» **Requisiti del problema**:
Estrai dal materiale qui sotto le righe che vanno da quella contenente "Point to the puddle on ground." fino all'ultima, entrambe comprese, e riportale identiche.

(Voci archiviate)

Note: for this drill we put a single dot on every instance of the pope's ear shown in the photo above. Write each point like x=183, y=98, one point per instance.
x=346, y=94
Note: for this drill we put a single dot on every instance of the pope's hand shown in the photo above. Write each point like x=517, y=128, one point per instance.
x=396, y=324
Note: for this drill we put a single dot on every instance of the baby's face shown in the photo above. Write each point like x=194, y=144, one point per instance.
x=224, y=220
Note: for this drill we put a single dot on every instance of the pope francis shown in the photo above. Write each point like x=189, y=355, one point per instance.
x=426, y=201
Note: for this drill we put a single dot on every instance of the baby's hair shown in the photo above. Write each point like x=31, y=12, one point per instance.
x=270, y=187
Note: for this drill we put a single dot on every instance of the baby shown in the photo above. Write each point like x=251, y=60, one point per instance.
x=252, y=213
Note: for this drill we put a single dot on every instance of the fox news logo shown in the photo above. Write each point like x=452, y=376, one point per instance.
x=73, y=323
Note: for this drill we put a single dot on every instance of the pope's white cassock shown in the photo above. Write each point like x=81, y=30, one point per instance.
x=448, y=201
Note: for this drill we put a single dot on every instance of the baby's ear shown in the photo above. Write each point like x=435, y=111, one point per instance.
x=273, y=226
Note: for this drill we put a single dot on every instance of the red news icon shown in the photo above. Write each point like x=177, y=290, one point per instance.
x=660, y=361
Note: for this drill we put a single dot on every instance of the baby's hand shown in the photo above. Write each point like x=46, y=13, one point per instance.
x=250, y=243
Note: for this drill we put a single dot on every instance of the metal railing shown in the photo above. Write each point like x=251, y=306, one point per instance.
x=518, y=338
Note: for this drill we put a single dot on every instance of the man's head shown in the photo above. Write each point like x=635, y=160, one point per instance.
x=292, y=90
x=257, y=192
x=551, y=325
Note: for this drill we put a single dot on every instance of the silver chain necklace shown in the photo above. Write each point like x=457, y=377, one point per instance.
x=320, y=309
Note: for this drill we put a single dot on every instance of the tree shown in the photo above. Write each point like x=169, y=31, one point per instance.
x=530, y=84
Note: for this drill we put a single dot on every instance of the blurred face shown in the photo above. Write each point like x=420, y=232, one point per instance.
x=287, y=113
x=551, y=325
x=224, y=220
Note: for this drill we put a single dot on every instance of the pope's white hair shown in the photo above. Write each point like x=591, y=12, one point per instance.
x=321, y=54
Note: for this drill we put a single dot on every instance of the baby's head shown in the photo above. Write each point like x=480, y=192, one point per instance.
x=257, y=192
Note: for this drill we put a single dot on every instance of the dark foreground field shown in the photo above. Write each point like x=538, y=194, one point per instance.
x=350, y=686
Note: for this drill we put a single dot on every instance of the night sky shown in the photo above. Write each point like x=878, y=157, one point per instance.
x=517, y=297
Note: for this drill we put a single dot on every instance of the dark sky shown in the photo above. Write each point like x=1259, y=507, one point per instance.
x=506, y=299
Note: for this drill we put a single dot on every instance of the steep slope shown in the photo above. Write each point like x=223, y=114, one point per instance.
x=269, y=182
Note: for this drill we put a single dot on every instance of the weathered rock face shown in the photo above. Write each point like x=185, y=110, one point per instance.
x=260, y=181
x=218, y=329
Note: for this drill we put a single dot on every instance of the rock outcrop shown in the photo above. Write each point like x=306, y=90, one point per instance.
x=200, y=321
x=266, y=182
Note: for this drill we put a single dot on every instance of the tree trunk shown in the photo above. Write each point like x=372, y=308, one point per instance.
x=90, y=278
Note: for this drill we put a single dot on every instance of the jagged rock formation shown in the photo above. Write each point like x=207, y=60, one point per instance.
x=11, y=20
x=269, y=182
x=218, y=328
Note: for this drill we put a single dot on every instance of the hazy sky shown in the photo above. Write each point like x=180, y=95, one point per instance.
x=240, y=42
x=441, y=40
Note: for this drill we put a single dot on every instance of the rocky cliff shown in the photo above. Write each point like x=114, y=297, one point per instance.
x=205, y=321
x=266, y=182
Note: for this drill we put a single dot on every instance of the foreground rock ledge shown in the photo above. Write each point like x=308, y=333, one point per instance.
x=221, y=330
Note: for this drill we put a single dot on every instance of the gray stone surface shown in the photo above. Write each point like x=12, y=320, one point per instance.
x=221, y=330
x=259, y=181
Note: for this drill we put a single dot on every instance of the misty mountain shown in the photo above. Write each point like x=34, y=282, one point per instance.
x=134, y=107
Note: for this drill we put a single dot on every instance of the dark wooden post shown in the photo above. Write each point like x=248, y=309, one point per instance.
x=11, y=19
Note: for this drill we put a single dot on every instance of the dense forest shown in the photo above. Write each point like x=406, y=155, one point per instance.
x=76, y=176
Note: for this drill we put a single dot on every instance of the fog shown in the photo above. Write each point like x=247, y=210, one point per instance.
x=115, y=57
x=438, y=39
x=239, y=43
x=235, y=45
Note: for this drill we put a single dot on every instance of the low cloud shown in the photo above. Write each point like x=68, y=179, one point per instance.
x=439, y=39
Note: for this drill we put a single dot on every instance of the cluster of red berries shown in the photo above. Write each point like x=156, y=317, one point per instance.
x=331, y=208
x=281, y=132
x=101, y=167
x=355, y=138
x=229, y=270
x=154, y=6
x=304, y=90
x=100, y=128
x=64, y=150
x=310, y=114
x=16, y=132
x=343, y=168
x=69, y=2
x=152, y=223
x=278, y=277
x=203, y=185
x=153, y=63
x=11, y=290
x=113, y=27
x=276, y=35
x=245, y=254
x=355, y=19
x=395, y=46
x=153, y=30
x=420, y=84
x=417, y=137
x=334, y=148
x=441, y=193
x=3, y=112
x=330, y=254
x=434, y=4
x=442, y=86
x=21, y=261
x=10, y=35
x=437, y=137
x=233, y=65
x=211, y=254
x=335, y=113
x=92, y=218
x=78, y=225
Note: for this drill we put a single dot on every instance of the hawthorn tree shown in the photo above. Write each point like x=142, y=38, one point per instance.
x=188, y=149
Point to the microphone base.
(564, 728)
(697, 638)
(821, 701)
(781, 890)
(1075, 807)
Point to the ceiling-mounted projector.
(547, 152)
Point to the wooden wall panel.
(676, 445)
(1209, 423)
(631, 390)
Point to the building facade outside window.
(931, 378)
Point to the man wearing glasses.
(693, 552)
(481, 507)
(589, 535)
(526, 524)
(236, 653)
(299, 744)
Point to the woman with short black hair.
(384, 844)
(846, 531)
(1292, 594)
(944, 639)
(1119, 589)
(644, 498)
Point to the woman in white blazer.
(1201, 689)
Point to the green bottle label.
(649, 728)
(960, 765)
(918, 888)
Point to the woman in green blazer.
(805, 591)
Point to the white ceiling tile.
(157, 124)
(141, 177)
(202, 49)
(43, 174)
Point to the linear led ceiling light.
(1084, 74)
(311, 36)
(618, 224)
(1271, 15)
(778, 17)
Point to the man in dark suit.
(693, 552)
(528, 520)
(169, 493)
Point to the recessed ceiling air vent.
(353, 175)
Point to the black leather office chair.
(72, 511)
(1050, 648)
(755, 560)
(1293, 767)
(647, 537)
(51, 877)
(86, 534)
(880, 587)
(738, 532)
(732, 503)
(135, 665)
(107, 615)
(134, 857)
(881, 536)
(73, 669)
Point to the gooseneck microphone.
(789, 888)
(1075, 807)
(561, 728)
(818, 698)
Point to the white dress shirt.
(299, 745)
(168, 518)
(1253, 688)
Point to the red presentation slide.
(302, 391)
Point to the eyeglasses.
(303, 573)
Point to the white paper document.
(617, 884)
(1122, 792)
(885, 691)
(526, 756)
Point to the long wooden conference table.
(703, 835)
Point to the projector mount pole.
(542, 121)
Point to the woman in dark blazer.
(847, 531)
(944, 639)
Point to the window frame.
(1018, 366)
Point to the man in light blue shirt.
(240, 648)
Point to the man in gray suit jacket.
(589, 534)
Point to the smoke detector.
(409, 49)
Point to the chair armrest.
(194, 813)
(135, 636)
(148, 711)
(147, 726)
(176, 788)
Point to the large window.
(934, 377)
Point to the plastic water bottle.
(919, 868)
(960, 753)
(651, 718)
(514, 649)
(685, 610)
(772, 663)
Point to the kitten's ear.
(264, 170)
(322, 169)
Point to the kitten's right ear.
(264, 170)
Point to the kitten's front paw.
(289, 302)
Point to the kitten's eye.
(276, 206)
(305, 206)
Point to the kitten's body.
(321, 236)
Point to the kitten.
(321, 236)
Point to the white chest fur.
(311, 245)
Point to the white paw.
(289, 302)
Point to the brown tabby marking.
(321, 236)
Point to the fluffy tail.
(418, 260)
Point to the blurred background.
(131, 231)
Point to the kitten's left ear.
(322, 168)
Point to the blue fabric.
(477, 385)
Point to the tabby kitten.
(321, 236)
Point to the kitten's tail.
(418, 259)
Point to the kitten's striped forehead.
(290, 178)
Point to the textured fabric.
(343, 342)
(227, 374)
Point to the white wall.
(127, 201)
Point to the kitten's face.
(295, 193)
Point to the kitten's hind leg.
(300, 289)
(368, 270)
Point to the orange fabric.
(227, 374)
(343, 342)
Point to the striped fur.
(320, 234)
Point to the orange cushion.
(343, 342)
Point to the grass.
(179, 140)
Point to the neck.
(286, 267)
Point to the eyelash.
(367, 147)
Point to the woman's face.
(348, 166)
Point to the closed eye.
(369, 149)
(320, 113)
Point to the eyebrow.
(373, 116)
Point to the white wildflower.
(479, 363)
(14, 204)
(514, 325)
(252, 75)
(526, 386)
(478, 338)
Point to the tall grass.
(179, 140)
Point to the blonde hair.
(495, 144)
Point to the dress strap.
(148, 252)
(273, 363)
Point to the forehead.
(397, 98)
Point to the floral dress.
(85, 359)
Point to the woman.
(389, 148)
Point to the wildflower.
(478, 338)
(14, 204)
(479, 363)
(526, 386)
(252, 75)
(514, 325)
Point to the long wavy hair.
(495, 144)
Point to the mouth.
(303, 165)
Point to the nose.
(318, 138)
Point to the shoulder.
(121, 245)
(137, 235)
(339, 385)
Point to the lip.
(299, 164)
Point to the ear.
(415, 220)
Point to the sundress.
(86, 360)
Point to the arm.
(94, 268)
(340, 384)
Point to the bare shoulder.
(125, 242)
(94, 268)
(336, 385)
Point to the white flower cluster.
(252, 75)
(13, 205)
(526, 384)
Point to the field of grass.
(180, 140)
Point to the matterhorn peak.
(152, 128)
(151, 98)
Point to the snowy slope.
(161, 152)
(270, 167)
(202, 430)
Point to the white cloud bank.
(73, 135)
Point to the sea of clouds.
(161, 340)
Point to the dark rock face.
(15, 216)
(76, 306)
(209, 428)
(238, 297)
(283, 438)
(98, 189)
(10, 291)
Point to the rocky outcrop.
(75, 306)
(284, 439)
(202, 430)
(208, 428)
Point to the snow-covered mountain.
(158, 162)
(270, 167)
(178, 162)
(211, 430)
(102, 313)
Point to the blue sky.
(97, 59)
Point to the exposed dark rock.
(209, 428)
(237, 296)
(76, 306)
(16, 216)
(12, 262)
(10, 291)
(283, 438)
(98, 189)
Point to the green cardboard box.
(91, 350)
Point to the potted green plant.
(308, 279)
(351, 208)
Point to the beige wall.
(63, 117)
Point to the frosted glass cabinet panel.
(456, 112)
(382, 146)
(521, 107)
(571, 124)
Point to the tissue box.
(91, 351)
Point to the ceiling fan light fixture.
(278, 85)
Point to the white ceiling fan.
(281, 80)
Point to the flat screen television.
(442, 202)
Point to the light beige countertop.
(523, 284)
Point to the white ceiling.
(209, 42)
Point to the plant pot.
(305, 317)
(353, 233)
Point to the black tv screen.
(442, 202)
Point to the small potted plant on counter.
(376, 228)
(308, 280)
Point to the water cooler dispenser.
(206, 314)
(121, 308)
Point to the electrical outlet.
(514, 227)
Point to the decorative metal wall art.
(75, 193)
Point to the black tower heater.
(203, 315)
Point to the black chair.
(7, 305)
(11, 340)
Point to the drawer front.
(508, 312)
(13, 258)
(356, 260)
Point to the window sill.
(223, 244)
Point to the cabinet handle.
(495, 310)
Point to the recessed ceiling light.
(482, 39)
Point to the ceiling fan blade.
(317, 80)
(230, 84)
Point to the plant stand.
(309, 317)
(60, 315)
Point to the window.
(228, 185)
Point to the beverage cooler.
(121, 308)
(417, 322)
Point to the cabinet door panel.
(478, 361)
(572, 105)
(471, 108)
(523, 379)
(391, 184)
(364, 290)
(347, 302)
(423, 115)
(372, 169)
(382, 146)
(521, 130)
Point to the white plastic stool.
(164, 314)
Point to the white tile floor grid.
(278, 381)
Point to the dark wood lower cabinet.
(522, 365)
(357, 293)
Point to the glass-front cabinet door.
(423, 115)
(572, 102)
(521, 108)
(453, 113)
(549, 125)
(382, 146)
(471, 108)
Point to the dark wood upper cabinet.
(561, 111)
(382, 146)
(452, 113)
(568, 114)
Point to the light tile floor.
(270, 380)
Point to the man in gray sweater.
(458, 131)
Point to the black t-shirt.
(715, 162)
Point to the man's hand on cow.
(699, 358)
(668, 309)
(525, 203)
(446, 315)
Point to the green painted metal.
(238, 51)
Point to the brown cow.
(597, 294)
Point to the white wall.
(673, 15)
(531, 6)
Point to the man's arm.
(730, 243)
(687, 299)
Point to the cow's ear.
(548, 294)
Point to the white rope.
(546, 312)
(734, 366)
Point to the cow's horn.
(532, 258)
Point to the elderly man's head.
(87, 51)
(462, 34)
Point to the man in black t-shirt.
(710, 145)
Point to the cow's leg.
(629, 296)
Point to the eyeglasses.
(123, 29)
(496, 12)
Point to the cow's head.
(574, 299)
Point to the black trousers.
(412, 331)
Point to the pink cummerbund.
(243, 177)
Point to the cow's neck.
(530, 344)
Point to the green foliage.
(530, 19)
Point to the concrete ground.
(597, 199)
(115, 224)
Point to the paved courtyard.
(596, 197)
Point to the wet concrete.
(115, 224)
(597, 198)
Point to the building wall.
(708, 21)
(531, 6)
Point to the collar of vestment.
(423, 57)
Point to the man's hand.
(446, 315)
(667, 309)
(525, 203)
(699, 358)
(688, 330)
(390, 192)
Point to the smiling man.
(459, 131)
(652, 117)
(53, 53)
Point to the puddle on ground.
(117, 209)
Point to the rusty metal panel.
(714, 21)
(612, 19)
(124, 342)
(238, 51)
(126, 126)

» **Risposta al problema**:
Point to the puddle on ground.
(117, 209)
Point to the rusty metal panel.
(714, 21)
(612, 19)
(124, 342)
(238, 51)
(126, 126)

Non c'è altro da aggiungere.